• _EXERCISE DESCRIPTION_: Find the line containing "Every instance of the curled dead leaf gets". Retype it and every line after it through the end of the entries, exactly as written, with nothing added.

• _Collected data_:
+-------+
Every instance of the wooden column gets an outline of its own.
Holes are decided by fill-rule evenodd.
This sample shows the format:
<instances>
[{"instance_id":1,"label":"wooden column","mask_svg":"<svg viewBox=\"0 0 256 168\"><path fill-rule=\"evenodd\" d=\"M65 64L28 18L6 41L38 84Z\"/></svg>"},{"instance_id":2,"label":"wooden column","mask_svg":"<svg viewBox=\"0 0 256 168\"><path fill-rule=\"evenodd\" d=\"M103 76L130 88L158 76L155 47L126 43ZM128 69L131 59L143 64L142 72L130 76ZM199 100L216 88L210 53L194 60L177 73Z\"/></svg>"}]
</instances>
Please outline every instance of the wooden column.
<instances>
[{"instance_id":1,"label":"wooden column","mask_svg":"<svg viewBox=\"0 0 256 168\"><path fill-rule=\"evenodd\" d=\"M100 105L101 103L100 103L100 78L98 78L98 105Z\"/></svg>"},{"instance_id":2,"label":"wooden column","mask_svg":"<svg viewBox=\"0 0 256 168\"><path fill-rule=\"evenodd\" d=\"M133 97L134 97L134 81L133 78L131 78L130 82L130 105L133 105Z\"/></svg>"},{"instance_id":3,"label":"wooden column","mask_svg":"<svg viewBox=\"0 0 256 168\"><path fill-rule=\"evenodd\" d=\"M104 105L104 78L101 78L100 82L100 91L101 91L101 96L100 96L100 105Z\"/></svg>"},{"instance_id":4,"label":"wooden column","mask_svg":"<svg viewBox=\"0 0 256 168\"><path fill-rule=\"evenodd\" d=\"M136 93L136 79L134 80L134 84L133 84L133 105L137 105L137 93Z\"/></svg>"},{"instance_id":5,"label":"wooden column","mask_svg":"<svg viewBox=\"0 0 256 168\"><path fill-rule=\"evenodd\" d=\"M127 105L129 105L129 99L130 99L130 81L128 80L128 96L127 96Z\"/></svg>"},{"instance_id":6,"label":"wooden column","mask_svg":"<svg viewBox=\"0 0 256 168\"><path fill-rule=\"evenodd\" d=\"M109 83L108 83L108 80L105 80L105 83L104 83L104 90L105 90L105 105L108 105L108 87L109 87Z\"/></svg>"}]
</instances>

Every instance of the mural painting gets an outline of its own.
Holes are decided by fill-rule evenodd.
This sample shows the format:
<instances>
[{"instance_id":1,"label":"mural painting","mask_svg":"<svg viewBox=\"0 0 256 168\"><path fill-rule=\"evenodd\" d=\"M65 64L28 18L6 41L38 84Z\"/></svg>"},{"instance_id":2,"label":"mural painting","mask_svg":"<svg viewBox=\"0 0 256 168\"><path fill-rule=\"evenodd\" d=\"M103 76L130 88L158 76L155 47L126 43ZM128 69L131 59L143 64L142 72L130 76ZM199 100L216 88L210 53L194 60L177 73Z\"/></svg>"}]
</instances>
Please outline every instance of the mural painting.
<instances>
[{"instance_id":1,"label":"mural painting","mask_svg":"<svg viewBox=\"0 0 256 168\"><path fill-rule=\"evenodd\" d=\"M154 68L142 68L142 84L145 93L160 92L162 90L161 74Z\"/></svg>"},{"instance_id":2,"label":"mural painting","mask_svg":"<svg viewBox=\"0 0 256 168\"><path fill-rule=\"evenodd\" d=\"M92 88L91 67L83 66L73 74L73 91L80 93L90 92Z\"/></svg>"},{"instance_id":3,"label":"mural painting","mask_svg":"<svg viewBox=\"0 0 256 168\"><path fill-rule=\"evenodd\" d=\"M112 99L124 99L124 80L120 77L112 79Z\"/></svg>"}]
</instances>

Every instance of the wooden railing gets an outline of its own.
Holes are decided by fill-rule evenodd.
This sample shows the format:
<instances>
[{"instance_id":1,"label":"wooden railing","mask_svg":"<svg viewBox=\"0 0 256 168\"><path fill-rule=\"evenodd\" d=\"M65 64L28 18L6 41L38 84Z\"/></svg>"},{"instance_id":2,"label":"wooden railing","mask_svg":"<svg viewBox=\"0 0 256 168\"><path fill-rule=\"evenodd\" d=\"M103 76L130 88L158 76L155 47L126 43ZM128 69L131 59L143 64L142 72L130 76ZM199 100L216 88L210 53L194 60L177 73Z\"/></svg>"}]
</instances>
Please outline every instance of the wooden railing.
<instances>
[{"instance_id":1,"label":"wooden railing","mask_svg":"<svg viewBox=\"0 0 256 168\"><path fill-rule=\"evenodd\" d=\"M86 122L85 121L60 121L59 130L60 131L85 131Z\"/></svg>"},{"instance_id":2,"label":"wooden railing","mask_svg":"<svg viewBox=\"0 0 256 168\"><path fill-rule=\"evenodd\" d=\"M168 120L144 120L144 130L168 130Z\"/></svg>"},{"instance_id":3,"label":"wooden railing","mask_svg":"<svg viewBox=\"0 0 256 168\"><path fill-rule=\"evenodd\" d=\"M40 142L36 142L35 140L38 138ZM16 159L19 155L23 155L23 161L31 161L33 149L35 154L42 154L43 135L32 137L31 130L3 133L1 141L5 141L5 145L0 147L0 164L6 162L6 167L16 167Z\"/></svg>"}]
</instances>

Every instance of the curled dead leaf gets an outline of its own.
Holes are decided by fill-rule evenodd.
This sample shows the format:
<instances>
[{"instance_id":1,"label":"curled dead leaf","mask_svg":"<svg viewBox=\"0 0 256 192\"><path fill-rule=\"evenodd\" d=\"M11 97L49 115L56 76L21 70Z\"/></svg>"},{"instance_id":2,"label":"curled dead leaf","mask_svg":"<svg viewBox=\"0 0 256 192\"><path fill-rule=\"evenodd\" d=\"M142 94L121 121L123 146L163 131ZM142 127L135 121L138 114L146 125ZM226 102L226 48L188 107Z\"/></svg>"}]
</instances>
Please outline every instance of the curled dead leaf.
+-------+
• _RESPONSE TO THIS EXERCISE_:
Every instance of the curled dead leaf gets an outline of its own.
Holes are decided by fill-rule evenodd.
This sample shows the format:
<instances>
[{"instance_id":1,"label":"curled dead leaf","mask_svg":"<svg viewBox=\"0 0 256 192\"><path fill-rule=\"evenodd\" d=\"M11 97L49 115L56 76L21 70Z\"/></svg>"},{"instance_id":2,"label":"curled dead leaf","mask_svg":"<svg viewBox=\"0 0 256 192\"><path fill-rule=\"evenodd\" d=\"M142 94L121 121L123 146L163 131ZM142 127L135 121L138 114L146 125ZM226 102L226 48L188 107Z\"/></svg>"}]
</instances>
Please outline every instance of the curled dead leaf.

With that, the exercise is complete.